• [TASK INSTRUCTIONS]:
Exactly the lines from the one containing "Provide the mask of each instance of the **white garage" through the end of the data below are to be reproduced, and nothing besides them.

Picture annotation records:
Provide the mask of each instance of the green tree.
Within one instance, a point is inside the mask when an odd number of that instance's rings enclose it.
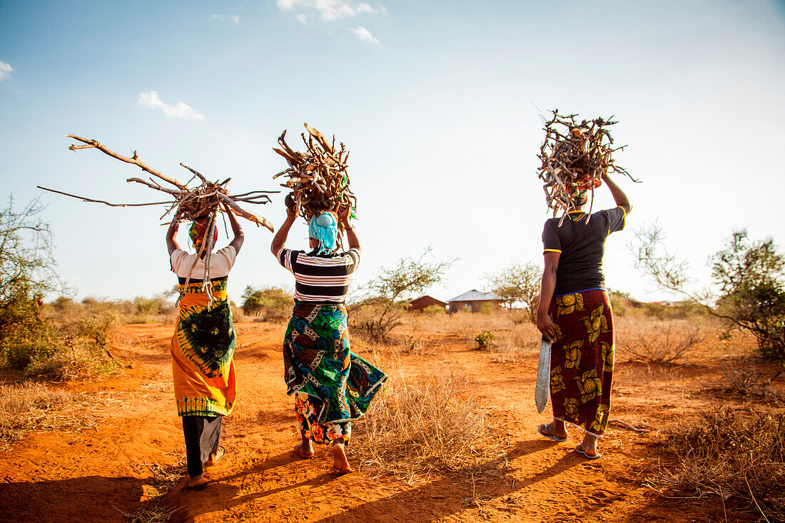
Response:
[[[735,231],[711,269],[721,292],[717,310],[754,334],[763,356],[785,359],[785,257],[774,240]]]
[[[542,270],[536,265],[513,263],[497,272],[485,276],[488,289],[502,298],[508,309],[513,303],[522,303],[534,322],[537,316],[537,304],[539,301],[540,280]]]
[[[349,320],[371,338],[385,340],[401,324],[407,298],[438,283],[454,260],[427,261],[428,249],[419,258],[403,258],[392,267],[382,267],[363,287],[365,298],[349,309]]]
[[[265,320],[286,320],[291,315],[294,299],[283,289],[271,287],[257,289],[249,285],[243,292],[243,312]]]
[[[659,287],[687,296],[712,316],[747,331],[765,357],[785,360],[785,256],[771,238],[752,241],[745,229],[732,233],[727,246],[711,257],[717,291],[692,292],[688,264],[663,247],[656,225],[636,232],[636,267]]]
[[[53,236],[38,199],[21,209],[13,196],[0,211],[0,339],[4,346],[16,335],[40,324],[43,297],[62,291],[55,271]]]

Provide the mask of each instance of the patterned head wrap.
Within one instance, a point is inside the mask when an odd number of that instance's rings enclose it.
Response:
[[[335,251],[338,236],[338,215],[331,210],[314,214],[308,222],[308,236],[319,242],[317,254],[329,254]]]
[[[208,218],[206,217],[198,218],[193,221],[191,224],[191,229],[188,229],[188,236],[191,236],[191,243],[194,246],[194,250],[198,253],[199,249],[202,248],[202,239],[204,238],[204,232],[207,230]],[[218,237],[218,226],[216,225],[213,229],[213,244],[215,244],[215,240]],[[210,237],[205,238],[206,240],[210,240]]]

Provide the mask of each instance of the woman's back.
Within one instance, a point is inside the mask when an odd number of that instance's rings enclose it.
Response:
[[[360,251],[317,254],[316,251],[281,249],[278,262],[294,275],[294,299],[301,302],[342,302],[352,275],[360,264]]]
[[[604,289],[602,274],[602,256],[605,239],[612,232],[624,229],[624,210],[614,207],[586,215],[574,210],[564,218],[547,220],[542,229],[545,251],[559,252],[554,295],[566,294],[590,289]]]

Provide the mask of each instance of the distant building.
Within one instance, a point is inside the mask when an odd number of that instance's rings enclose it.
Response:
[[[409,302],[409,308],[411,309],[411,310],[422,310],[425,307],[430,307],[431,305],[438,305],[442,309],[445,309],[447,307],[446,303],[429,296],[428,294],[415,298]]]
[[[490,304],[494,308],[502,306],[503,300],[492,292],[480,292],[472,289],[451,300],[447,300],[447,312],[452,314],[459,310],[479,313],[484,305]]]

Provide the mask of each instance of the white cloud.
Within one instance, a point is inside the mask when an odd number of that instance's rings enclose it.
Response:
[[[9,78],[11,75],[12,71],[13,71],[13,68],[11,67],[10,64],[6,64],[0,60],[0,82]]]
[[[170,118],[184,118],[192,120],[203,120],[204,115],[196,112],[185,102],[179,101],[177,105],[165,104],[156,91],[140,93],[137,103],[148,109],[160,109]]]
[[[379,43],[379,41],[376,39],[371,31],[363,27],[363,26],[358,26],[356,27],[352,27],[352,32],[357,35],[357,38],[363,42],[367,42],[369,43]]]
[[[352,18],[364,13],[374,14],[384,13],[385,9],[376,9],[364,2],[352,0],[276,0],[276,5],[282,11],[299,11],[297,19],[305,24],[307,16],[318,14],[323,20],[338,18]]]
[[[210,20],[211,21],[214,20],[217,20],[220,22],[223,22],[225,18],[231,18],[232,21],[234,22],[235,24],[240,23],[240,17],[238,15],[227,15],[226,16],[224,16],[223,15],[213,15],[212,16],[210,17]]]

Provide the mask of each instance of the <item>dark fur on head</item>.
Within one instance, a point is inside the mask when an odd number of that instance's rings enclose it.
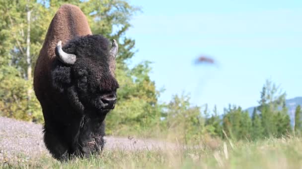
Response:
[[[109,54],[111,46],[101,36],[91,34],[80,9],[62,5],[49,26],[36,64],[34,88],[45,120],[44,142],[60,160],[89,157],[101,150],[104,119],[114,107],[115,100],[107,106],[103,101],[104,96],[116,98],[119,86],[115,59]],[[76,55],[74,64],[58,59],[59,41],[64,52]]]
[[[102,116],[108,110],[102,109],[101,96],[116,94],[119,84],[110,69],[114,63],[111,63],[108,43],[100,35],[77,37],[63,48],[76,56],[76,63],[70,66],[59,60],[53,62],[51,77],[54,89],[64,93],[66,100],[79,112]]]

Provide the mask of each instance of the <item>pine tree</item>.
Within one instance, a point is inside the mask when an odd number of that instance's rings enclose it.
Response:
[[[296,108],[295,112],[295,133],[296,134],[300,135],[302,131],[302,121],[301,121],[301,106],[298,105]]]
[[[252,116],[252,138],[256,140],[263,137],[263,127],[261,119],[257,113],[256,109],[254,109]]]
[[[241,118],[240,124],[239,136],[240,139],[251,138],[252,129],[252,119],[246,111],[241,113]]]

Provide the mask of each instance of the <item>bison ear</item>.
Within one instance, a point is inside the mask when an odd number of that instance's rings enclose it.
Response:
[[[109,53],[110,56],[115,58],[116,55],[117,55],[117,52],[119,50],[119,45],[116,42],[115,40],[113,39],[112,40],[112,46],[111,46],[111,48],[109,51]]]

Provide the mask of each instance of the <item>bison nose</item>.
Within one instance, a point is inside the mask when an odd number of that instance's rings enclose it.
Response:
[[[104,109],[113,109],[116,102],[116,94],[105,94],[102,96],[101,100],[105,104]]]

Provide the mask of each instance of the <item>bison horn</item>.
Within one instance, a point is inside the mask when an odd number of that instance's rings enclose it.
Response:
[[[62,42],[60,41],[56,47],[56,52],[59,56],[59,60],[68,65],[73,65],[76,62],[76,56],[66,53],[62,49]]]
[[[109,51],[110,55],[113,56],[114,58],[115,58],[117,55],[117,51],[118,49],[119,45],[117,44],[116,41],[114,39],[112,40],[112,46],[111,47],[110,51]]]

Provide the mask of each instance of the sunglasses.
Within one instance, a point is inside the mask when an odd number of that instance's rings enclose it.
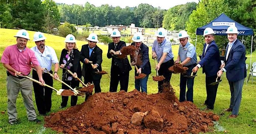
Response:
[[[90,42],[90,43],[96,43],[97,42],[94,42],[94,41],[91,41],[89,40],[89,42]]]
[[[181,42],[181,41],[185,41],[186,39],[184,39],[182,40],[179,40],[179,42]]]

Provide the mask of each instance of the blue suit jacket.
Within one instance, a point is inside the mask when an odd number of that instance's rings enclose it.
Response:
[[[207,47],[205,54],[206,44],[203,45],[203,55],[199,64],[203,68],[203,73],[205,73],[206,77],[217,75],[221,64],[220,59],[220,52],[217,45],[213,40]]]
[[[224,68],[227,70],[227,78],[231,82],[242,80],[246,77],[245,47],[240,40],[237,39],[226,60],[228,48],[227,46],[224,61],[225,65]]]

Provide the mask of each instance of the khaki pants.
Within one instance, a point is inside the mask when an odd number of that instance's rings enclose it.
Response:
[[[30,77],[31,75],[28,76]],[[7,111],[9,122],[17,120],[18,113],[16,102],[20,90],[28,120],[33,120],[36,119],[32,98],[32,82],[25,78],[19,79],[11,75],[7,76],[7,81],[8,98]]]

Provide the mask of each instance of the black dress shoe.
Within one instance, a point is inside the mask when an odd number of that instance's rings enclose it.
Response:
[[[17,120],[13,120],[10,122],[9,123],[10,123],[11,125],[13,125],[15,124],[18,124],[18,122]]]
[[[37,118],[36,118],[36,119],[34,119],[34,120],[30,120],[30,121],[35,122],[37,123],[41,123],[41,120],[37,119]]]

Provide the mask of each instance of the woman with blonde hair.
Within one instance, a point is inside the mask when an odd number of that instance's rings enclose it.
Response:
[[[60,58],[60,65],[61,68],[66,68],[73,73],[74,76],[69,74],[67,70],[63,69],[62,72],[62,80],[70,85],[72,88],[79,87],[79,81],[75,78],[76,77],[81,78],[82,69],[80,63],[80,52],[77,49],[75,43],[75,38],[74,35],[70,34],[67,36],[65,40],[65,48],[61,51]],[[62,88],[70,89],[67,86],[62,84]],[[64,108],[67,106],[68,96],[62,96],[62,102],[60,108]],[[72,95],[71,97],[71,106],[77,105],[77,96]]]

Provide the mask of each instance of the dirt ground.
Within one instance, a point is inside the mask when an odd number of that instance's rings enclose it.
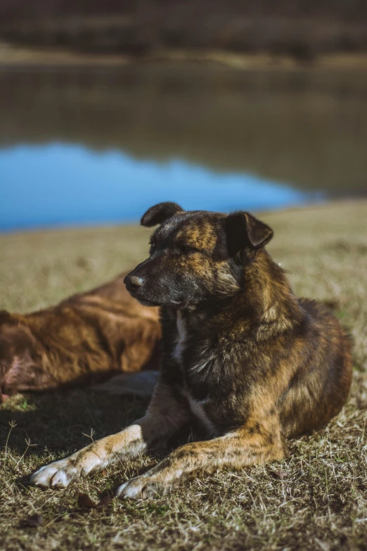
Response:
[[[96,502],[153,464],[150,455],[65,490],[27,486],[37,467],[141,416],[146,402],[86,389],[17,395],[0,407],[0,547],[27,550],[367,549],[367,201],[264,213],[269,251],[295,291],[336,305],[355,341],[347,405],[325,429],[290,443],[282,462],[221,472],[155,501]],[[87,289],[148,251],[138,227],[0,236],[0,308],[27,311]],[[30,521],[32,515],[41,515]],[[33,526],[30,526],[33,525]]]

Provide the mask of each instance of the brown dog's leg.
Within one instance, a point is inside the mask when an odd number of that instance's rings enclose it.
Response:
[[[153,498],[170,490],[195,474],[244,467],[281,460],[284,449],[279,427],[266,430],[259,424],[205,442],[186,444],[150,471],[120,486],[120,498]]]
[[[190,419],[185,402],[179,402],[159,382],[146,415],[124,431],[98,440],[70,457],[42,467],[32,475],[37,486],[65,488],[73,480],[98,472],[117,461],[132,459],[164,441]]]

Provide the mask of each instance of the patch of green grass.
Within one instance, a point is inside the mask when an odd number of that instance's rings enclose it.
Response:
[[[146,402],[88,389],[18,395],[0,408],[0,533],[6,551],[44,550],[366,550],[367,545],[367,202],[266,213],[269,250],[297,295],[336,304],[354,336],[351,396],[324,430],[290,442],[284,461],[219,472],[155,501],[96,502],[158,460],[117,464],[65,490],[27,487],[22,477],[119,431]],[[54,303],[134,266],[148,251],[134,227],[0,236],[0,308]],[[81,259],[83,259],[82,261]],[[92,433],[91,431],[94,432]],[[89,436],[86,436],[89,435]],[[22,521],[41,514],[44,524]]]

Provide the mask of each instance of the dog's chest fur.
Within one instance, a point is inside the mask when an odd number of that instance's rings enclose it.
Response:
[[[184,372],[185,366],[184,364],[184,355],[186,346],[188,345],[189,334],[187,321],[179,310],[177,311],[176,323],[177,327],[177,337],[172,355],[178,362],[182,371]],[[198,366],[197,369],[200,370],[200,366]],[[190,405],[190,409],[193,415],[199,419],[210,435],[214,436],[217,433],[217,431],[213,423],[207,416],[205,408],[205,404],[208,400],[207,399],[195,400],[193,396],[191,389],[187,384],[184,385],[184,387],[182,389],[182,394],[187,399]]]

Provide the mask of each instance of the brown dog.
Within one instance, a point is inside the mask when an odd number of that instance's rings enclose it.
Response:
[[[136,457],[195,416],[211,439],[186,444],[119,487],[151,497],[199,473],[281,460],[285,439],[319,429],[341,409],[351,344],[317,303],[297,299],[264,246],[272,230],[247,213],[185,213],[161,203],[150,256],[125,278],[142,304],[159,305],[160,376],[146,414],[32,476],[66,486]]]
[[[157,369],[157,310],[133,300],[124,277],[39,312],[0,312],[0,399]]]

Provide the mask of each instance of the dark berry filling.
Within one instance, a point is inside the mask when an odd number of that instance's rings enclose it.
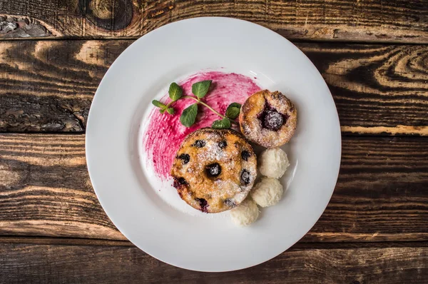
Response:
[[[228,146],[228,143],[226,143],[226,141],[218,142],[218,146],[221,149],[224,149],[225,148],[226,148],[227,146]]]
[[[228,198],[225,201],[225,203],[229,207],[236,206],[236,203],[230,198]]]
[[[199,206],[200,206],[200,211],[203,213],[208,213],[208,203],[205,198],[195,198],[195,200],[199,202]]]
[[[241,183],[247,186],[250,183],[250,172],[247,170],[243,170],[243,172],[241,173]]]
[[[174,177],[174,183],[173,183],[173,186],[175,188],[178,188],[182,186],[187,186],[188,183],[185,181],[184,178],[175,178]]]
[[[282,124],[284,118],[276,111],[268,111],[262,115],[262,126],[265,128],[277,131]]]
[[[258,118],[262,122],[263,128],[277,131],[287,122],[288,116],[279,113],[266,101],[265,109],[259,114]]]
[[[203,140],[196,140],[193,146],[196,148],[202,148],[205,146],[205,142]]]
[[[189,154],[181,154],[178,156],[178,158],[183,161],[183,164],[186,164],[190,161],[190,156]]]
[[[205,167],[207,176],[209,178],[215,178],[221,173],[221,167],[218,163],[214,163]]]
[[[250,158],[250,156],[251,154],[247,150],[244,150],[241,152],[241,158],[244,161],[248,161],[248,158]]]

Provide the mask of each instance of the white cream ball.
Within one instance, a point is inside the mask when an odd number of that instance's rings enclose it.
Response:
[[[282,197],[282,185],[276,178],[263,177],[251,191],[253,200],[261,207],[275,205]]]
[[[268,178],[280,178],[289,166],[287,154],[279,148],[266,149],[260,156],[259,171]]]
[[[240,205],[230,210],[232,221],[238,225],[248,225],[258,218],[258,208],[251,198],[247,198]]]

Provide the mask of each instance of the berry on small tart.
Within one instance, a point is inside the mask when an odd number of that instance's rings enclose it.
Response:
[[[277,91],[260,91],[241,107],[240,129],[245,138],[265,148],[288,142],[296,129],[297,111],[292,103]]]
[[[202,212],[219,213],[245,199],[257,176],[257,158],[240,133],[202,128],[181,143],[171,176],[188,204]]]

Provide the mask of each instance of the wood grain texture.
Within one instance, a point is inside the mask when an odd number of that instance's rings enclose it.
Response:
[[[425,283],[428,248],[291,248],[253,268],[185,270],[135,247],[0,244],[0,282],[85,283]]]
[[[336,189],[303,241],[428,240],[428,139],[342,142]],[[83,135],[0,135],[0,235],[125,240],[85,165]]]
[[[1,0],[0,39],[136,37],[207,16],[250,21],[290,39],[428,42],[427,0]]]
[[[83,132],[98,84],[131,43],[0,42],[0,131]],[[428,136],[428,46],[296,44],[327,81],[342,131]]]

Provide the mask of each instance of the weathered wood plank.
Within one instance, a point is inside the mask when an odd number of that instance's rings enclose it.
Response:
[[[428,240],[427,145],[344,137],[336,189],[303,241]],[[0,235],[125,240],[91,186],[84,136],[0,135]]]
[[[253,21],[290,39],[428,42],[426,0],[0,1],[0,39],[137,37],[207,16]]]
[[[132,41],[0,42],[0,131],[83,132],[98,84]],[[428,136],[428,46],[297,43],[342,131]]]
[[[135,247],[0,243],[0,282],[85,283],[425,283],[428,248],[295,248],[254,268],[185,270]]]

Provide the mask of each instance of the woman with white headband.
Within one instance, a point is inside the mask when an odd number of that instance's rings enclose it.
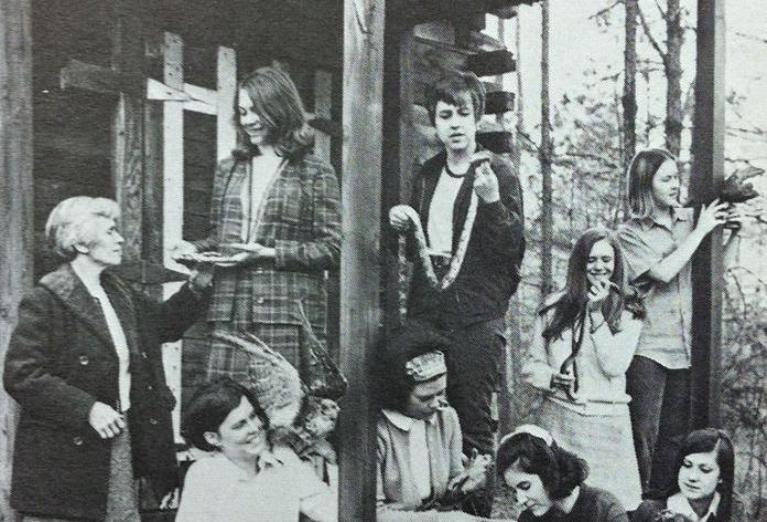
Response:
[[[498,448],[498,474],[524,510],[518,522],[629,522],[615,496],[585,484],[588,464],[539,426],[524,425]]]
[[[383,350],[379,522],[484,520],[460,511],[484,485],[490,457],[462,463],[458,415],[445,401],[447,344],[426,326],[410,326]]]

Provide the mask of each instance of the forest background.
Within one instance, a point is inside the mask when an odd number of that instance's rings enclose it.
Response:
[[[725,176],[767,168],[765,4],[726,5]],[[484,124],[515,135],[529,245],[508,314],[511,404],[500,405],[502,431],[530,420],[538,404],[519,379],[530,318],[541,296],[564,282],[578,235],[622,221],[623,172],[634,150],[671,150],[687,185],[696,9],[695,0],[544,0],[520,7],[510,23],[488,19],[486,32],[516,55],[518,72],[503,81],[518,103],[502,121]],[[627,40],[636,47],[624,54]],[[767,195],[767,176],[750,181]],[[766,201],[747,203],[754,217],[725,267],[721,409],[737,446],[734,520],[740,521],[767,520]],[[498,514],[513,515],[509,504],[501,500]]]

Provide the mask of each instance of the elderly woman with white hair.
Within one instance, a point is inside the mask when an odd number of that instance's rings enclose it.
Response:
[[[162,304],[108,268],[122,258],[117,203],[74,197],[45,227],[65,261],[21,302],[4,385],[21,406],[11,505],[25,521],[139,521],[135,480],[176,486],[160,345],[204,310],[193,276]]]

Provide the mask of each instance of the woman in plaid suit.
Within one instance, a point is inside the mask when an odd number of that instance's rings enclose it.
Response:
[[[230,254],[216,264],[208,321],[214,330],[254,333],[301,371],[302,315],[326,338],[324,271],[340,259],[338,180],[310,152],[303,104],[286,73],[257,69],[240,82],[235,103],[241,146],[216,170],[210,233],[176,254]],[[247,364],[233,347],[211,342],[209,379],[242,380]]]

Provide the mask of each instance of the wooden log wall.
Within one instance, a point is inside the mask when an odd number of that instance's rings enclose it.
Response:
[[[32,285],[32,35],[28,0],[0,1],[0,374],[19,302]],[[9,504],[17,407],[0,390],[0,520]]]

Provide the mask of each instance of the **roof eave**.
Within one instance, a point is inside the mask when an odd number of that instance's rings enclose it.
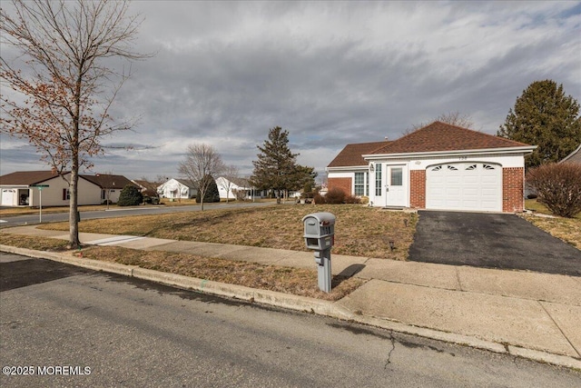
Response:
[[[368,164],[363,165],[340,165],[340,166],[333,166],[333,167],[325,167],[327,171],[340,171],[340,170],[367,170],[369,168]]]
[[[427,151],[417,153],[399,153],[399,154],[370,154],[362,155],[365,160],[375,159],[400,159],[402,157],[421,157],[421,156],[445,156],[458,154],[523,154],[527,155],[537,149],[537,145],[526,145],[518,147],[504,148],[479,148],[473,150],[451,150],[451,151]]]

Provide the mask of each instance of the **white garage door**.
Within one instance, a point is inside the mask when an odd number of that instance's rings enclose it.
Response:
[[[426,208],[501,212],[502,167],[476,162],[428,167]]]

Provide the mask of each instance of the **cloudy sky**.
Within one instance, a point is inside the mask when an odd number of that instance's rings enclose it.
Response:
[[[143,23],[113,113],[141,115],[133,144],[94,173],[177,176],[193,143],[250,174],[269,129],[323,173],[346,144],[399,137],[440,114],[496,134],[534,81],[581,101],[581,2],[138,1]],[[3,134],[1,174],[45,169]]]

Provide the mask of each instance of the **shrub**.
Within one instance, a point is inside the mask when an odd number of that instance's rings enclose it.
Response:
[[[315,202],[316,204],[323,204],[327,203],[325,201],[325,197],[320,194],[316,194],[312,200]]]
[[[549,164],[531,168],[527,184],[554,214],[572,218],[581,212],[581,164]]]
[[[135,206],[143,202],[143,194],[139,189],[133,185],[127,184],[119,194],[118,206]]]
[[[360,204],[360,203],[361,203],[361,199],[353,195],[345,196],[345,200],[343,201],[343,204]]]
[[[325,203],[327,204],[342,204],[344,201],[345,192],[337,187],[329,190],[325,195]]]
[[[218,191],[218,184],[216,184],[216,181],[214,180],[214,178],[210,175],[206,175],[204,179],[210,180],[210,185],[203,194],[203,203],[210,204],[212,202],[220,202],[220,192]],[[196,202],[198,204],[202,203],[202,195],[199,190],[198,194],[196,194]]]

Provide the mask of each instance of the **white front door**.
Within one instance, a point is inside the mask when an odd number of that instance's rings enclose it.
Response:
[[[376,164],[375,205],[408,206],[408,166]]]
[[[2,189],[2,205],[3,206],[14,206],[16,204],[15,200],[15,189]]]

• [CORRECT RESPONSE]:
Provide the mask of each instance of the **white garage door**.
Within one instance, a point is inside the mask when an odd number of that instance's rings enclose it.
Response:
[[[426,208],[501,212],[502,167],[476,162],[428,167]]]

Provide the mask of each instance of the **cloudy sky**.
Within one instance, a point is inside the mask when an odd number of that instance's rings enclose it.
Response:
[[[143,23],[113,113],[141,115],[133,144],[94,173],[177,176],[193,143],[250,174],[269,129],[323,173],[346,144],[399,137],[440,114],[496,134],[534,81],[581,101],[581,2],[138,1]],[[3,134],[1,174],[45,169]]]

Provide the mask of each instance of the **shrub**.
Within one instance, a point is inside the mask when an odd number of that instance's rings enclose it.
Response:
[[[315,202],[316,204],[323,204],[327,203],[325,201],[325,197],[320,194],[316,194],[312,200]]]
[[[549,164],[531,168],[527,184],[554,214],[572,218],[581,212],[581,164]]]
[[[135,206],[143,202],[143,194],[139,189],[133,185],[127,184],[119,194],[118,206]]]
[[[360,204],[360,203],[361,203],[361,199],[353,195],[345,196],[345,200],[343,201],[343,204]]]
[[[325,203],[327,204],[342,204],[344,201],[345,192],[337,187],[329,190],[325,195]]]
[[[218,191],[218,184],[216,184],[216,181],[214,180],[214,178],[210,175],[206,175],[204,179],[210,180],[210,185],[203,194],[203,203],[210,204],[212,202],[220,202],[220,192]],[[196,202],[198,204],[202,203],[202,195],[199,190],[198,194],[196,194]]]

Provide the mask of each instance of the **white front door**.
Within one instance, a point is inside the mask when an odd number of that instance's rings enclose it.
Response:
[[[376,164],[375,205],[408,206],[408,166]]]
[[[2,189],[2,205],[3,206],[14,206],[16,204],[15,200],[15,189]]]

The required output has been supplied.